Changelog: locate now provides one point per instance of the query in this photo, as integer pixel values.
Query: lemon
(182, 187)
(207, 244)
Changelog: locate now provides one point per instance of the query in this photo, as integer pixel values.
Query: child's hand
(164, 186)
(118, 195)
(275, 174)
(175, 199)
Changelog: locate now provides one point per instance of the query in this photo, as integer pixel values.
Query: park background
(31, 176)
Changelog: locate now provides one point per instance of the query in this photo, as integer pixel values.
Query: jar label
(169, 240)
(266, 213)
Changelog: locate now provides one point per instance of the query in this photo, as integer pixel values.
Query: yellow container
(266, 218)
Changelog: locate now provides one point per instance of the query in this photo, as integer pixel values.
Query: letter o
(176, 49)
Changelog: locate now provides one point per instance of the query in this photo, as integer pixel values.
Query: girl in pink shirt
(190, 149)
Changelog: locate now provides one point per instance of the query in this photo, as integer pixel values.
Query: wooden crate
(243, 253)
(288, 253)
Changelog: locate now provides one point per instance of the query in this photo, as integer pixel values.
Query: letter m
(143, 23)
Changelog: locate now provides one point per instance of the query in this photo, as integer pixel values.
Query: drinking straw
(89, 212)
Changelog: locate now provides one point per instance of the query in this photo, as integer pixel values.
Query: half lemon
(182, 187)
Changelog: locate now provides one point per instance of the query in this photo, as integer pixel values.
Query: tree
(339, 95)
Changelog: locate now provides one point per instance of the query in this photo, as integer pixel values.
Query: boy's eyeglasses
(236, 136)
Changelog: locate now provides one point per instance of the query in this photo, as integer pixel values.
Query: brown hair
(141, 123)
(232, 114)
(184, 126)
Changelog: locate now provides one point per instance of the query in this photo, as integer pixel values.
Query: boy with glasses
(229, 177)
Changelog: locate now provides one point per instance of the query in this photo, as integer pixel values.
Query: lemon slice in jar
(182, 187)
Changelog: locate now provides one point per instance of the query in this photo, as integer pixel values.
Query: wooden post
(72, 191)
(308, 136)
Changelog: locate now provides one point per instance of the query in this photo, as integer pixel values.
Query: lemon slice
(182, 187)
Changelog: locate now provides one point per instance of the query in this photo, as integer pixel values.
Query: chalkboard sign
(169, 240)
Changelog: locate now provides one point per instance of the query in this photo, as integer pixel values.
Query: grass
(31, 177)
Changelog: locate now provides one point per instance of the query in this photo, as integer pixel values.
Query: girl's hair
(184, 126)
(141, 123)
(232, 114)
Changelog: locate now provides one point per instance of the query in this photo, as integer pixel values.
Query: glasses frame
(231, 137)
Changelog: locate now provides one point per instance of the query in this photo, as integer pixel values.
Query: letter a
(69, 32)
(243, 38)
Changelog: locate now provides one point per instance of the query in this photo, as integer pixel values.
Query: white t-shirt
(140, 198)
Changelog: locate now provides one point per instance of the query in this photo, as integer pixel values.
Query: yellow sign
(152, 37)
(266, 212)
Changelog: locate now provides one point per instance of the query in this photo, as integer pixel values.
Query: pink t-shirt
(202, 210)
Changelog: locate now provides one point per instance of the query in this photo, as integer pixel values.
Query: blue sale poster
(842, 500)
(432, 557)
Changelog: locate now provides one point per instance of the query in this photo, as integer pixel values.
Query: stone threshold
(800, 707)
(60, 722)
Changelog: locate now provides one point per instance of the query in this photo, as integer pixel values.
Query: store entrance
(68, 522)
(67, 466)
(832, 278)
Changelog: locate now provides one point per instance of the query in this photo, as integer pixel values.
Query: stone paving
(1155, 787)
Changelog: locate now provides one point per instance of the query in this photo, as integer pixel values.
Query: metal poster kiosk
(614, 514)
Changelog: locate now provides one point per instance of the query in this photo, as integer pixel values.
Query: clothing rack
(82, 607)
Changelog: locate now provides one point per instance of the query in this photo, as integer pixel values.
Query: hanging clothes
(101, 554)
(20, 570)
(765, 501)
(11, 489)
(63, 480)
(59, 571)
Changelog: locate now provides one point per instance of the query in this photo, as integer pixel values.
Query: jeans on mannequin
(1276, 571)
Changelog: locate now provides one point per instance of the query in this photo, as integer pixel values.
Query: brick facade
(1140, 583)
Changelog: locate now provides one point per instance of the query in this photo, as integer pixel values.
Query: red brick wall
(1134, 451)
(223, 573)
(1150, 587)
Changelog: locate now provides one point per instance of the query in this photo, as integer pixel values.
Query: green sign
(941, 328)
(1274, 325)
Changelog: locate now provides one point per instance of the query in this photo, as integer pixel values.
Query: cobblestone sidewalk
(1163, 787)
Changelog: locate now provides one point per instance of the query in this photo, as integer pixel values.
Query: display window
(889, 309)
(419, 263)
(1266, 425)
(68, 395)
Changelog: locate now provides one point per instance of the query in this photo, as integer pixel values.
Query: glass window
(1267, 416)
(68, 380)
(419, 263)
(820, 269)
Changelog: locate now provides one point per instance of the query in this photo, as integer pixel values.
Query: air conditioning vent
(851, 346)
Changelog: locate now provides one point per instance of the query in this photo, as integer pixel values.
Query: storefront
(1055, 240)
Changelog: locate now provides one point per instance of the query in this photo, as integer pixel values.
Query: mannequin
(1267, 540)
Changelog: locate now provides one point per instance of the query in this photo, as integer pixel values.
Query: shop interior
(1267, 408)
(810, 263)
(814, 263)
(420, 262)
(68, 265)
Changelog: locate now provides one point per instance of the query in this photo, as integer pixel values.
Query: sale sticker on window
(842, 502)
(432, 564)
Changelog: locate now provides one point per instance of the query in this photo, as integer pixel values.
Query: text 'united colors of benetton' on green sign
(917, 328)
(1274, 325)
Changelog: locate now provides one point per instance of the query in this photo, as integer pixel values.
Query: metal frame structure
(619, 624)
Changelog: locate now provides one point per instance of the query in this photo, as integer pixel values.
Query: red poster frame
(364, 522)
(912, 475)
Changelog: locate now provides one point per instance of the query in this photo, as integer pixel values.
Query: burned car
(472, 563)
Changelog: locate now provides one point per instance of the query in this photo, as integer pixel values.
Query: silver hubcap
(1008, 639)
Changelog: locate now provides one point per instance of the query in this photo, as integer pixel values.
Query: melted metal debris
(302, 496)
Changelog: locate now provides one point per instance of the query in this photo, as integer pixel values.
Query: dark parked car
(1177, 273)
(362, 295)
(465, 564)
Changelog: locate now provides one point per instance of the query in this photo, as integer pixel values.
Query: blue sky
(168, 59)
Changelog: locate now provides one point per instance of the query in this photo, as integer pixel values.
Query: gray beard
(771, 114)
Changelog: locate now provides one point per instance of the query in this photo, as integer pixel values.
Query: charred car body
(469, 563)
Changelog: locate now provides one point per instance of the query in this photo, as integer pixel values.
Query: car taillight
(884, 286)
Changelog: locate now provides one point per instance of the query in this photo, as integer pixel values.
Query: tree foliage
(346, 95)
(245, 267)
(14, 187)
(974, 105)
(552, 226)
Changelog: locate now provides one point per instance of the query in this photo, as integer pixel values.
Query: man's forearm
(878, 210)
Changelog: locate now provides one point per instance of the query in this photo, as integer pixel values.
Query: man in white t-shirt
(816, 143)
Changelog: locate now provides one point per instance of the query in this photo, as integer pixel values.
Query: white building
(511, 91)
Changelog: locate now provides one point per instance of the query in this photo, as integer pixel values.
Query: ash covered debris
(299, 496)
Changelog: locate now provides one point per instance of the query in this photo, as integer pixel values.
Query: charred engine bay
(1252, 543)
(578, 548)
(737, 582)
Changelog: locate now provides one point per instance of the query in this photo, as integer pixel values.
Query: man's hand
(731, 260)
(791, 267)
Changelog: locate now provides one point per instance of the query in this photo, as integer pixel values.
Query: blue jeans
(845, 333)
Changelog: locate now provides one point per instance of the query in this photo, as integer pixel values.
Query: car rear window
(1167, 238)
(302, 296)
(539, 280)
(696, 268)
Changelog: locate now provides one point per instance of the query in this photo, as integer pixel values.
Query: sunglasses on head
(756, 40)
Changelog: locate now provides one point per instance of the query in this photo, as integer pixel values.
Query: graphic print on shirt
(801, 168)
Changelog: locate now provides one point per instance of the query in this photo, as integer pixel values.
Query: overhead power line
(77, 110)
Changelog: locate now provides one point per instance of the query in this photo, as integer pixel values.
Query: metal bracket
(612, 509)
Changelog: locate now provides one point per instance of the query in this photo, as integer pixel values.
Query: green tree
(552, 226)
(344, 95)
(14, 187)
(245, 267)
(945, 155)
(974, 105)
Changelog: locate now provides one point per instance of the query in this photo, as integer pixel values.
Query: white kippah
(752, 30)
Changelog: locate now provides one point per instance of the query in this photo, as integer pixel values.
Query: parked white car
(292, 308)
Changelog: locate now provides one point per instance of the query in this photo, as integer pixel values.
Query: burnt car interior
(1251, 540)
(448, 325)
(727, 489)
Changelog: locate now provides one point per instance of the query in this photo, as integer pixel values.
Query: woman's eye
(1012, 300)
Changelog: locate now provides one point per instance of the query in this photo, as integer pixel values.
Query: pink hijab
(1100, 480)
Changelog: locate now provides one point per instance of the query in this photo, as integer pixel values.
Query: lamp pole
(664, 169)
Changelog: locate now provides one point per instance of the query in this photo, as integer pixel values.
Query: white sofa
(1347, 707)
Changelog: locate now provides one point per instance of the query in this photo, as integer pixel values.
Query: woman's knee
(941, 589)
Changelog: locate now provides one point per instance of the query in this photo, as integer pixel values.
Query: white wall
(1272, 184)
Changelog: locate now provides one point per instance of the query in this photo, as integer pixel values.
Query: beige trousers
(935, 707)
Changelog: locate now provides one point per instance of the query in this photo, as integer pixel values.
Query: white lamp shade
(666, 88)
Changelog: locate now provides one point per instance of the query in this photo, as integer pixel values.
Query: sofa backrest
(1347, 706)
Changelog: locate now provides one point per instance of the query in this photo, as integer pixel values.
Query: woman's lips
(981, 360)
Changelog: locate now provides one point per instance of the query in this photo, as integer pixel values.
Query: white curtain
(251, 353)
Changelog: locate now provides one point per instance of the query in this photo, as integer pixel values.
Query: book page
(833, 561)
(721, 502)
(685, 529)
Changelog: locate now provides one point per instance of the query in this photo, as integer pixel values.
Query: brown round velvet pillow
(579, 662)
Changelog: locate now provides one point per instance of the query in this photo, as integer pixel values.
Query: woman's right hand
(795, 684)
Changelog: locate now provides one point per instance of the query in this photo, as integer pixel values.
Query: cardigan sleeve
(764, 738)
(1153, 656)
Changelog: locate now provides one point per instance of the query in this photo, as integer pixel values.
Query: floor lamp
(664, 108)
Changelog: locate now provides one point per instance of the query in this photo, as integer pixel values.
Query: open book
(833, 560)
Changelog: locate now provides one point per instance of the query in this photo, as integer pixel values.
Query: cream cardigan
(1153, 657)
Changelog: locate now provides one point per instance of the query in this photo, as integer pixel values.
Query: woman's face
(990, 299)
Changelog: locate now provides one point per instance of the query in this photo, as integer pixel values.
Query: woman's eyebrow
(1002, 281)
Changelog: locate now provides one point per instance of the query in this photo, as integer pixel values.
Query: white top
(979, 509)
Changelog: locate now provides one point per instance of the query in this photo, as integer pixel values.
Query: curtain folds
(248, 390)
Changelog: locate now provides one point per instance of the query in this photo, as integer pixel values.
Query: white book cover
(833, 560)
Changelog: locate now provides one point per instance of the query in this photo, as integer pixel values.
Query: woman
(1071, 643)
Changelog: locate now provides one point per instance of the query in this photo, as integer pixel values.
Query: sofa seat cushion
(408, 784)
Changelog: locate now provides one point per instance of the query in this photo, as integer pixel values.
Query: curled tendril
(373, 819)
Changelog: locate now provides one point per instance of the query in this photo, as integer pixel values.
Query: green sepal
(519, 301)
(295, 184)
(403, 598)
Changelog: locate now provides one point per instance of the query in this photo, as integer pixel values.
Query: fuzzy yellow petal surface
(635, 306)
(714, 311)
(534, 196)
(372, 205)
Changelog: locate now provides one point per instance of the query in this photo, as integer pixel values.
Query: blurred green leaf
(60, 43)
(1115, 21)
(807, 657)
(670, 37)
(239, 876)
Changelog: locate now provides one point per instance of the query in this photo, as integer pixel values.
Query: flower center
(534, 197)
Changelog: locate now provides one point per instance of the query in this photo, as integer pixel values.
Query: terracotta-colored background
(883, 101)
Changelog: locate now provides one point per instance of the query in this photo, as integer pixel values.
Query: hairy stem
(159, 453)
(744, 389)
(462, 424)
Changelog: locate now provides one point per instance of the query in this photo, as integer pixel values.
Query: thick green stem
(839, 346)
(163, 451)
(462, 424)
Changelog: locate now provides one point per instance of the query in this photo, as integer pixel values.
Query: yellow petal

================================

Which lines in the records above contain the word "wall"? Gather each of them and copy it out in full.

== Response ==
Query: red brick wall
Query: white wall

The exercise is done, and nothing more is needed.